• _WHAT IS NEEDED_:
When you reach the entries, transcribe each one exactly.

• • • • •

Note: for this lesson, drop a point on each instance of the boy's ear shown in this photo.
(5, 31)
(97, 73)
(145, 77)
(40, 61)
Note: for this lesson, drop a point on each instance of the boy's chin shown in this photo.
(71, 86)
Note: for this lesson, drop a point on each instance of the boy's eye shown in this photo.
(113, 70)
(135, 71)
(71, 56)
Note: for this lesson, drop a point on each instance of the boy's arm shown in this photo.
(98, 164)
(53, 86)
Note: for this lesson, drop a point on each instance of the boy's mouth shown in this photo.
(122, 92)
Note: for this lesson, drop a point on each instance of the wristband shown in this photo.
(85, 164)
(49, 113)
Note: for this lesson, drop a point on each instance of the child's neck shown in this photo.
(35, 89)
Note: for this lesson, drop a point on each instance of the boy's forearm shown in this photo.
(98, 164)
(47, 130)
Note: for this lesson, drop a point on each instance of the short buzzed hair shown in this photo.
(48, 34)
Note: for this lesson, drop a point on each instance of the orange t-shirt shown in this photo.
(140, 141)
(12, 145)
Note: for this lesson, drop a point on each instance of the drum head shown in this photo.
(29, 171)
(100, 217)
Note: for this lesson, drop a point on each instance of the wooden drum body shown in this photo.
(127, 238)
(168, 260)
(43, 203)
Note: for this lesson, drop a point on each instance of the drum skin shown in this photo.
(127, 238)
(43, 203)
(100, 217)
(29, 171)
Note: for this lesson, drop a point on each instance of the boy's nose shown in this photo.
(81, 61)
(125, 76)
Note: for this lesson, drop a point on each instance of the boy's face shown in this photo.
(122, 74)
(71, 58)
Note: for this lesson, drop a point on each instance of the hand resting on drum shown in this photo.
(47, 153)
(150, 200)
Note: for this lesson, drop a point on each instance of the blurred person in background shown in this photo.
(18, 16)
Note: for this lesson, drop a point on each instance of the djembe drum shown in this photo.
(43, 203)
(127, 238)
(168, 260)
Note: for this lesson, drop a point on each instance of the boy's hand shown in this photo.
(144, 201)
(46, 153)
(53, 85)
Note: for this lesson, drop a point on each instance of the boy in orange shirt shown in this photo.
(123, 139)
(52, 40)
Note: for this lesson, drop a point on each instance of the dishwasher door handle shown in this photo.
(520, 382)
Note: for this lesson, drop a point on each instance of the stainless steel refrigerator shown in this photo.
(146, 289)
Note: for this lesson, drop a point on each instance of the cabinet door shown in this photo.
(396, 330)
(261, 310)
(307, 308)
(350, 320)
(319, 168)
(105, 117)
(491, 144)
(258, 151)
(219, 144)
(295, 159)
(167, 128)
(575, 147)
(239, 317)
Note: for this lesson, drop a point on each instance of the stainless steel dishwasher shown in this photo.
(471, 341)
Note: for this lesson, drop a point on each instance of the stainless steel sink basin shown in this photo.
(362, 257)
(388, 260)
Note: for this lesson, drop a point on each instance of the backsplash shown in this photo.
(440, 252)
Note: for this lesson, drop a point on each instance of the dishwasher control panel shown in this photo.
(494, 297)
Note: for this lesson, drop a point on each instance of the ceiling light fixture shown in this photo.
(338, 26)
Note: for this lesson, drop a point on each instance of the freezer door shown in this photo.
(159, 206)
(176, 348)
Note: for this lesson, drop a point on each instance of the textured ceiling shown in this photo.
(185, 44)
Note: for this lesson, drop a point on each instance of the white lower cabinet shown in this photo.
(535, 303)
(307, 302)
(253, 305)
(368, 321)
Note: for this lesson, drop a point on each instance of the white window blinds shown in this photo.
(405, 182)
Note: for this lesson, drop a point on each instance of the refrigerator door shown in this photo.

• • • • •

• _SOLUTION TO THIS PROBLEM_:
Note: for this lesson, drop a point on each instance of the boy's ear shown in this photo.
(5, 31)
(97, 73)
(145, 77)
(40, 61)
Note: for this lesson, drop a point on each instance of the boy's chin shown in this photo.
(71, 86)
Note: for this lesson, drop a point on each instance of the boy's eye shown in this photo.
(113, 70)
(135, 71)
(71, 56)
Note: for this lesson, drop a point on each instance of the boy's arm shown in this photo.
(98, 164)
(53, 86)
Note: for this lesson, drop a point on each instance of the boy's mouth shown in this photo.
(122, 92)
Note: for this lesson, drop a point on each instance of the wristband shown in this photo.
(85, 164)
(49, 113)
Note: for this lesson, drop a point on each instance of the child's neck shown in this photo.
(35, 89)
Note: for this lesson, drop a point on each instance of the boy's forearm shown in this photo.
(98, 164)
(47, 130)
Note: for this lesson, drop a point on each instance of the short buzzed hair shown in this photo.
(48, 34)
Note: for this lesson, drop a point on each instance of the orange t-shirt shown in this photo.
(140, 141)
(12, 145)
Note: for this lesson, drop a point on each instance of the drum head shown in this photo.
(29, 171)
(100, 217)
Note: for this lesson, drop a point on each instance of the wooden drum body shown in this photo.
(127, 238)
(168, 260)
(43, 203)
Note: for this lesson, drop a point on each instance of the drum skin shown in this photo.
(127, 238)
(43, 203)
(100, 217)
(29, 171)
Note: for this lesson, drop a point on each instance of the boy's nose shown in this photo.
(81, 61)
(125, 76)
Note: for this lesson, drop a point on each instance of the boy's face shown in this photo.
(122, 74)
(71, 58)
Note: for this lesson, drop a point on each instance of the hand resting on drum shown in this photo.
(47, 153)
(150, 200)
Note: for this lesson, drop a point on each instance of the blurred person in background shown in this photo.
(18, 16)
Note: for this lesson, drop a point on each instance of the djembe drum shown in this photo.
(43, 203)
(127, 238)
(168, 260)
Note: for this lesson, drop a point on each instance of the boy's hand shown in this photo.
(144, 201)
(46, 153)
(53, 85)
Note: for this lesson, drop a point on each instance of the boy in orange shirt shown in this photo.
(123, 139)
(52, 40)
Note: for this lesson, drop a point on each instance of the dishwasher door handle shown in this photo.
(520, 382)
Note: for this lesson, drop a point on each instance of the stainless steel refrigerator shown in this photo.
(146, 289)
Note: for this lesson, drop a point on each instance of the cabinet door shown in this photo.
(396, 330)
(261, 310)
(307, 308)
(350, 320)
(319, 168)
(105, 117)
(491, 144)
(258, 151)
(219, 144)
(295, 159)
(167, 128)
(575, 147)
(239, 317)
Note: for this lesson, drop a point on each instance of the stainless steel dishwasher shown in this photo.
(471, 341)
Note: for this lesson, drop a point on each instance of the stainless steel sink basin shown in this photo.
(362, 257)
(388, 260)
Note: for this lesson, drop a point on each instance of the backsplash shown in this photo.
(440, 252)
Note: for this lesson, drop a point on each instance of the dishwasher control panel shown in this photo.
(494, 297)
Note: for this lesson, drop a point on each instance of the ceiling light fixture shown in this photo.
(338, 26)
Note: for this lesson, drop a point on each instance of the freezer door shown in this photo.
(159, 206)
(176, 348)
Note: for this lesson, drop a point on each instance of the textured ceiling shown in this photo.
(185, 44)
Note: for this lesson, drop a point on each instance of the white lower cabinet shown in this photo.
(535, 303)
(307, 302)
(253, 305)
(368, 321)
Note: for this lesson, drop a point on each instance of the white window blinds shown in this photo.
(405, 182)
Note: for this lesson, drop a point on each instance of the refrigerator door shown in this photo.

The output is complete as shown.